The end of tradition?

Some of the pots of flowers I planted each year at our old house.

This is the first year I didn’t send flowers to my mom for May Day. It was a touching tradition that began when I was in first grade at Emerson School a block away from our house in Snohomish, Wash. Mom died earlier this year, so May Day brought fond memories, but also regret that I wasn’t ordering a bouquet with a card that said “Happy May Day, from ???”

Mrs. Iverson, my first grade teacher, had us make construction paper baskets and color them. She’d staple on the handles before the bell rang. On our walk home, the neighborhood kids would pick wild flowers or flowers from yards to fill our little May Day baskets.

When we got home, or stop at a neighbor’s house that we’d want to “May Day,” we’d hang the basket of flowers on their doorknob, ring the bell, run for it and hide. We’d watch behind a fence or bush at the surprised mom or lucky neighbor.
○ ○ ○ ○ ○ ○ ○
__Parts of the exercise__:
#1 Shorten the paragraph of the May Day post that begins "Mrs. Iverson, my first grade teacher," keeping its main facts.
#2 In the May Day post, switch "construction paper" to "tissue paper" and write out the passage starting at "This is the" and ending at "May Day baskets.".
#3 According to the May Day post, which school did the writer attend in first grade?
The data below has no connection to the May Day post.

__Recorded data__:
○ ○ ○ ○ ○ ○ ○
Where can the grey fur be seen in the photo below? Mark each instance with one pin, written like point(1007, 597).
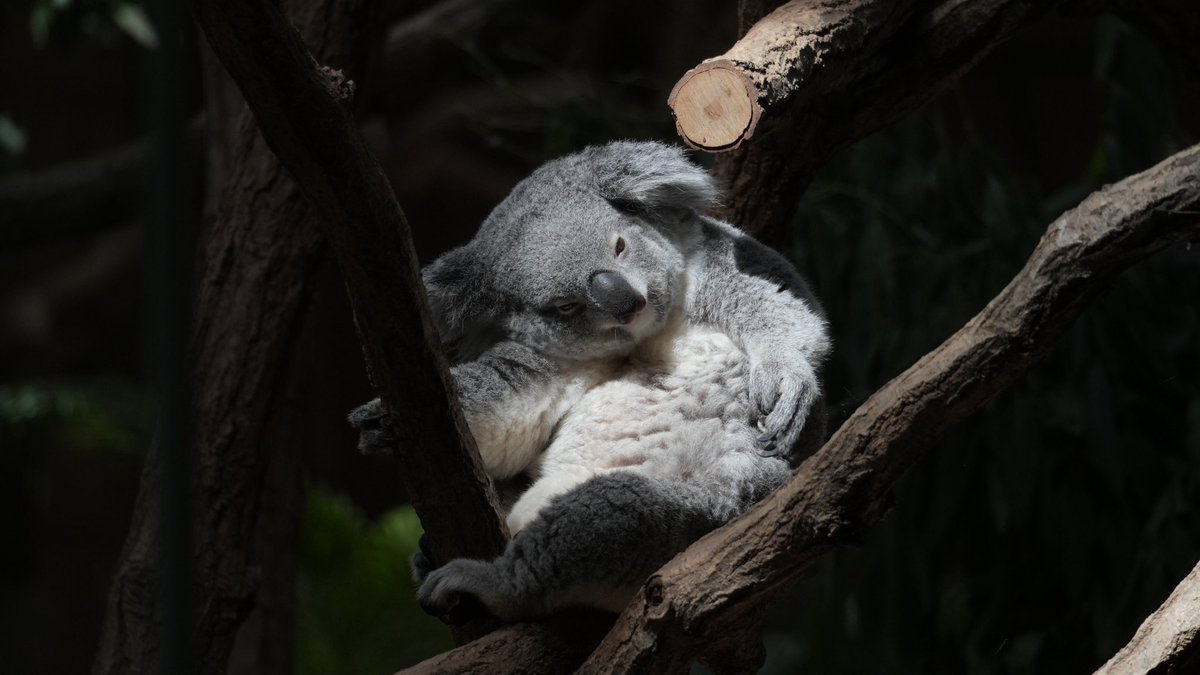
○ ○ ○ ○ ○ ○ ○
__Responses for each task__:
#1 Mrs. Iverson, the first grade teacher, had the class make and color construction paper baskets, and she stapled on the handles before the bell rang. On the walk home, the neighborhood kids filled the baskets with wild flowers or flowers picked from yards.

#2
This is the first year I didn’t send flowers to my mom for May Day. It was a touching tradition that began when I was in first grade at Emerson School a block away from our house in Snohomish, Wash. Mom died earlier this year, so May Day brought fond memories, but also regret that I wasn’t ordering a bouquet with a card that said “Happy May Day, from ???”

Mrs. Iverson, my first grade teacher, had us make tissue paper baskets and color them. She’d staple on the handles before the bell rang. On our walk home, the neighborhood kids would pick wild flowers or flowers from yards to fill our little May Day baskets.

#3 Emerson School, a block from the family's house in Snohomish, Wash.